TEXT BLOCK
He grew up in Spokane and attended Yale University and Cambridge University and graduated from Harvard Law School. He moved to Seattle in 1961 and developed a First Amendment practice with Wright Simon Todd and Schmechel, a predecessor to Davis Wright Tremaine. One of his main clients was The Seattle Times.

He made a national name for himself in commercial law when he successfully argued that advertising, too, could be protected by the First Amendment.

He wrote a book with New York federal Judge Robert Sack on commercial law, “Advertising and Commercial Speech: A First Amendment Guide.”

Sack said Mr. DeVore, a longtime friend, was best man at his wedding. The two met at a conference in 1973 and collaborated on writing about protections for commercial speech.

“When we started, there wasn’t the basic notion that there was constitutional protection for advertising,” said Sack. “But it provides very serious protection.”

Mr. DeVore worked on a land-trust board on Lopez Island and did a biweekly radio show on the island, talking about the First Amendment.

“He felt it was incredibly important, and he loved the challenge for standing up for people’s rights to say what needed to be said,” his wife said.

PROVIDED MATERIAL
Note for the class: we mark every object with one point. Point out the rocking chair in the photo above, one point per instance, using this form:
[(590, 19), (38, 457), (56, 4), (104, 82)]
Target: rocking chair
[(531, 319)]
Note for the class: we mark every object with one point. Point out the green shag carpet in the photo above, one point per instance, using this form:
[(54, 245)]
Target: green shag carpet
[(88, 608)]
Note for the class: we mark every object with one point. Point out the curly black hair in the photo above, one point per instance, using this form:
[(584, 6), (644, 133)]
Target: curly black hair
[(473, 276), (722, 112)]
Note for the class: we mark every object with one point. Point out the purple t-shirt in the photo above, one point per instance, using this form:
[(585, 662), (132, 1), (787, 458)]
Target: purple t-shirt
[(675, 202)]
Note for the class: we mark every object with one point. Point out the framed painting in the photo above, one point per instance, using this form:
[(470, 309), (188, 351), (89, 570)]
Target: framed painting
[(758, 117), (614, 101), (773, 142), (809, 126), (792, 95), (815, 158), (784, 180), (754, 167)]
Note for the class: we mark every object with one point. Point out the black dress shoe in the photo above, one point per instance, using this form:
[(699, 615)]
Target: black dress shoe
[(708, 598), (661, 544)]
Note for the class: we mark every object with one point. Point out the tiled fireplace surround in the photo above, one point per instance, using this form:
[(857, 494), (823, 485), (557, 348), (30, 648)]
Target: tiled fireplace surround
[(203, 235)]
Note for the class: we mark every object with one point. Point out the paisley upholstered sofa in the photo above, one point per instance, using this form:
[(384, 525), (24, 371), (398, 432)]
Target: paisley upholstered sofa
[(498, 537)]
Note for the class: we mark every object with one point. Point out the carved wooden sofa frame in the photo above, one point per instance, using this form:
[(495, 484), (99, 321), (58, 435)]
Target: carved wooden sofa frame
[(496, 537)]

WHAT YOU SHOULD DO
Copy the text about Mr. DeVore word for word, from "Sack said Mr." up to and including "his wife said.".

ANSWER TO THE TASK
Sack said Mr. DeVore, a longtime friend, was best man at his wedding. The two met at a conference in 1973 and collaborated on writing about protections for commercial speech.

“When we started, there wasn’t the basic notion that there was constitutional protection for advertising,” said Sack. “But it provides very serious protection.”

Mr. DeVore worked on a land-trust board on Lopez Island and did a biweekly radio show on the island, talking about the First Amendment.

“He felt it was incredibly important, and he loved the challenge for standing up for people’s rights to say what needed to be said,” his wife said.